Work task
Search for the word "below" in the entries. Each line that holds it should be copied.
---*---
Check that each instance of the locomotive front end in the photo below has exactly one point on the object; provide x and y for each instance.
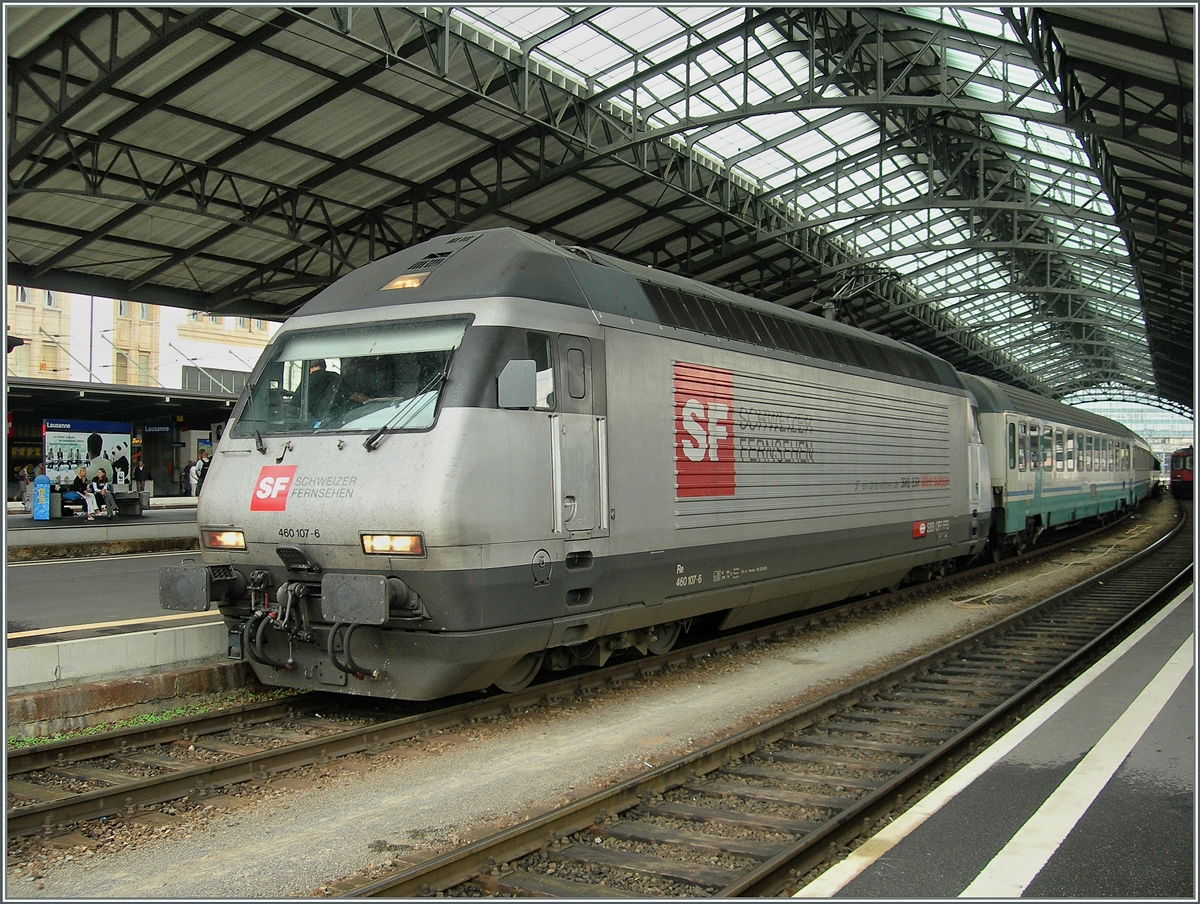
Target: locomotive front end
(319, 507)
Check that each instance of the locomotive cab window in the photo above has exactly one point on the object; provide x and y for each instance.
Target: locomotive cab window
(540, 351)
(384, 376)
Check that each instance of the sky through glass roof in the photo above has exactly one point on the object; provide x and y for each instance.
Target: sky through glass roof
(839, 168)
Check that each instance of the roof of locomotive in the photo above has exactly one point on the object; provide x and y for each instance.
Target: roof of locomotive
(511, 263)
(995, 397)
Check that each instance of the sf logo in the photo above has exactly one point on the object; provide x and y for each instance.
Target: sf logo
(703, 431)
(271, 488)
(706, 429)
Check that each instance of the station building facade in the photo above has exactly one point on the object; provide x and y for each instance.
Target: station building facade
(171, 373)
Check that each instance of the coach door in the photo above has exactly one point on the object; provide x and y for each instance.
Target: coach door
(579, 442)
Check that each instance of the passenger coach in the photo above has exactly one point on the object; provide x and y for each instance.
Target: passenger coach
(1054, 465)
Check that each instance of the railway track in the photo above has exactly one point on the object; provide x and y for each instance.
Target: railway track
(57, 784)
(753, 814)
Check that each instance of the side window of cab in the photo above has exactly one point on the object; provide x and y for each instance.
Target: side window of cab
(540, 351)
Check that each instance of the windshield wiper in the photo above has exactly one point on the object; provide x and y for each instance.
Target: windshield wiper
(408, 407)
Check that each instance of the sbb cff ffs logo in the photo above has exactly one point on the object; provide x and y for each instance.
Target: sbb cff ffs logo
(271, 488)
(703, 414)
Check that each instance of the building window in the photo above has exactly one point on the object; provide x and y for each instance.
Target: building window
(213, 379)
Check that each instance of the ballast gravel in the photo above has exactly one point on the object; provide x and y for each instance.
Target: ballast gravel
(300, 833)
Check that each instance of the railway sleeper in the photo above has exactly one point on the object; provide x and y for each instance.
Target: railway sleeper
(774, 795)
(858, 743)
(803, 778)
(694, 874)
(907, 696)
(649, 833)
(532, 885)
(757, 821)
(906, 719)
(892, 730)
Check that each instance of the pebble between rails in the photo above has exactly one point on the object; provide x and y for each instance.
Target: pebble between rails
(304, 831)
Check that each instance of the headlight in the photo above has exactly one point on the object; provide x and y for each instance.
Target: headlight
(223, 539)
(389, 544)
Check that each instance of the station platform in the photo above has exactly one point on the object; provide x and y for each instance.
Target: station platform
(1092, 796)
(168, 522)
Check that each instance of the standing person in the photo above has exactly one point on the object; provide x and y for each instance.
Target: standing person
(103, 490)
(141, 476)
(27, 488)
(79, 490)
(96, 456)
(202, 470)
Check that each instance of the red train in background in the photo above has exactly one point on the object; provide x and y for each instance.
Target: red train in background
(1181, 473)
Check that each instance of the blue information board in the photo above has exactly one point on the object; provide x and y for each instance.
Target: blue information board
(41, 498)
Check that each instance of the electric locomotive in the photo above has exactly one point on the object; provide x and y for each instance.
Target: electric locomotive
(1181, 473)
(489, 454)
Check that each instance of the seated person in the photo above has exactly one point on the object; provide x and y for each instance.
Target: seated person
(322, 384)
(103, 490)
(366, 378)
(79, 492)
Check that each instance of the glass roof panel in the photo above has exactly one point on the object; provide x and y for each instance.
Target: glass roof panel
(827, 163)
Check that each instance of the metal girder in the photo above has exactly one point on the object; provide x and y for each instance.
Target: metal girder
(41, 91)
(1164, 267)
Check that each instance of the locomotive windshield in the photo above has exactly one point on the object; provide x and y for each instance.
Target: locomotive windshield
(387, 376)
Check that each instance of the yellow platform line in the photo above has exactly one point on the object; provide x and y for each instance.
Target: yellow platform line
(93, 626)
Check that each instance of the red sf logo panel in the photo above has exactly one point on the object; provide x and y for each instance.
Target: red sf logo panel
(703, 414)
(271, 488)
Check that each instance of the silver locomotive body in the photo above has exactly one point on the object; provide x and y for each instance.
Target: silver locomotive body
(553, 467)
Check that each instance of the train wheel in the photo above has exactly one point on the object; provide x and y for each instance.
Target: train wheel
(663, 638)
(522, 672)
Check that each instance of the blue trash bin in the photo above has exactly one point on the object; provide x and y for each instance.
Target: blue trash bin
(41, 498)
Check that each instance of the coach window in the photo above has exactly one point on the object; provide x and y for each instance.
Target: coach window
(540, 351)
(576, 377)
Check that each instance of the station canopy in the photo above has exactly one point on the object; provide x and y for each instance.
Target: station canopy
(1011, 189)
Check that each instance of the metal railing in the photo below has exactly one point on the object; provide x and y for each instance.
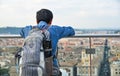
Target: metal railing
(76, 36)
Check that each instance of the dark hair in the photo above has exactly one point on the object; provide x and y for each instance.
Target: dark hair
(44, 15)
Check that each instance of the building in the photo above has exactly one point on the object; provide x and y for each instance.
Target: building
(115, 68)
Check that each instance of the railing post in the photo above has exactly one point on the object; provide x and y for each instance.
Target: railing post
(90, 56)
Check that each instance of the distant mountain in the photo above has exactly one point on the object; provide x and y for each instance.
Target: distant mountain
(10, 30)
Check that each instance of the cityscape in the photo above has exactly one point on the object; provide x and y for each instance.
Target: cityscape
(73, 54)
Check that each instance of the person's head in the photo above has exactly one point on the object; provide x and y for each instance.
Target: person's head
(44, 15)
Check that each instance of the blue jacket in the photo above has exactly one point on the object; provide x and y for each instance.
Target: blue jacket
(56, 33)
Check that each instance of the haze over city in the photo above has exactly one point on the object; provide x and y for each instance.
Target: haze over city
(76, 13)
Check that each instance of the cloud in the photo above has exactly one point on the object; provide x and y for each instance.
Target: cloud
(87, 13)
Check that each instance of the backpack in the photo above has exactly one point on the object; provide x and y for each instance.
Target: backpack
(35, 57)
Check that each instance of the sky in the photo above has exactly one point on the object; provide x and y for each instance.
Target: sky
(76, 13)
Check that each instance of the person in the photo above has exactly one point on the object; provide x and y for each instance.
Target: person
(44, 19)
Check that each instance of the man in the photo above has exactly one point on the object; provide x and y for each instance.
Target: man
(44, 19)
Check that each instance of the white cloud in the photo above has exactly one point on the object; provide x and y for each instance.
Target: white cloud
(87, 13)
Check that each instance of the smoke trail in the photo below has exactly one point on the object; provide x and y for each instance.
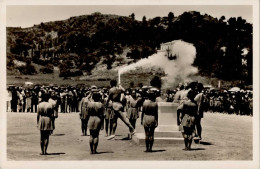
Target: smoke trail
(177, 70)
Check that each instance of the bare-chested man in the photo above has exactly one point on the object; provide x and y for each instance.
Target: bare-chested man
(115, 95)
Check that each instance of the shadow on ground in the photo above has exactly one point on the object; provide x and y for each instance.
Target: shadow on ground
(205, 143)
(55, 153)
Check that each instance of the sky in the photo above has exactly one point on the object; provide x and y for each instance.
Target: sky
(28, 15)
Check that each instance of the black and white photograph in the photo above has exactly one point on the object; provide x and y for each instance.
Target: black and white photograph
(130, 84)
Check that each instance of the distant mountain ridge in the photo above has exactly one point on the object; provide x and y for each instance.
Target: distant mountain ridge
(81, 42)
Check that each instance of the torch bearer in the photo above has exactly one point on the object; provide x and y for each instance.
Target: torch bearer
(119, 81)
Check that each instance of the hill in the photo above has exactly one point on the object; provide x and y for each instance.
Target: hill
(80, 45)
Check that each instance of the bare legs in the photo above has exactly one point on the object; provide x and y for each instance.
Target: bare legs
(187, 135)
(125, 120)
(84, 126)
(198, 126)
(44, 141)
(149, 138)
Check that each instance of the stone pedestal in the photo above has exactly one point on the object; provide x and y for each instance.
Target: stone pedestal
(167, 131)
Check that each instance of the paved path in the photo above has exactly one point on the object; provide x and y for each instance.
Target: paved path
(225, 137)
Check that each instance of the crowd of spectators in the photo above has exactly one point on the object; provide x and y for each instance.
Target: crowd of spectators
(26, 99)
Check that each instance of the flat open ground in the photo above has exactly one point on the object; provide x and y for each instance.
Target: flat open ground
(225, 137)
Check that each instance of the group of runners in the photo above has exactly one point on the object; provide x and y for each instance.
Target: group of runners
(100, 109)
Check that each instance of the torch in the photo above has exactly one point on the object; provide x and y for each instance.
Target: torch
(119, 81)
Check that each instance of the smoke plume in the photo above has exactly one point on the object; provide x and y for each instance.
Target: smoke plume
(177, 70)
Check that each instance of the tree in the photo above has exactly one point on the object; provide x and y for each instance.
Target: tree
(156, 82)
(132, 16)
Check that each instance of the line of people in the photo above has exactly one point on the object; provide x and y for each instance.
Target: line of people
(101, 108)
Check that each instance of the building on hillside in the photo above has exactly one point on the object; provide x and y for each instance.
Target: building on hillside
(167, 49)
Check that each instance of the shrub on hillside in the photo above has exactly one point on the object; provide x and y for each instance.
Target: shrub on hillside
(28, 69)
(47, 69)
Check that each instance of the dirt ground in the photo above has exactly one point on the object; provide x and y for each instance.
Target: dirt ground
(225, 137)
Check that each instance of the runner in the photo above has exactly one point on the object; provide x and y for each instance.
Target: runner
(115, 94)
(188, 110)
(96, 121)
(44, 122)
(149, 119)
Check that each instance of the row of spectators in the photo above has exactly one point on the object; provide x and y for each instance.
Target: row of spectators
(26, 99)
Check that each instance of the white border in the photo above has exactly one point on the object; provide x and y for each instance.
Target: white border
(132, 164)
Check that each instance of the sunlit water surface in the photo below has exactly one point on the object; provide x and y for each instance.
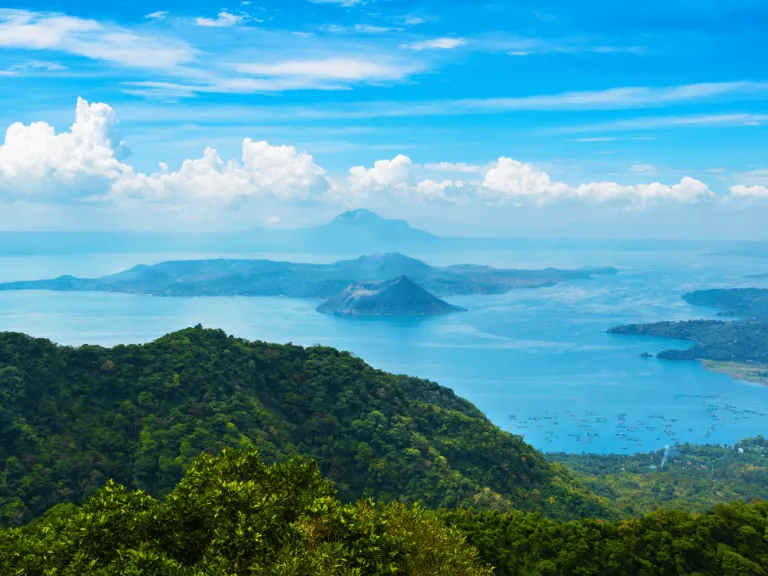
---*---
Written reply
Check that each instance of the locomotive front end in the photo below has exactly one point on the object; provide x and y for each instance.
Check that each instance of the metal railing in the photo below has exactly one point on the object; provide x and y for each instance.
Check that each instance of the smoke trail in the photo below has exactly one point on the object; provide x and y for each instance.
Check that each instance of the sunlit water surface in the photo below has exactly one point on the object; provide x and y for each instance.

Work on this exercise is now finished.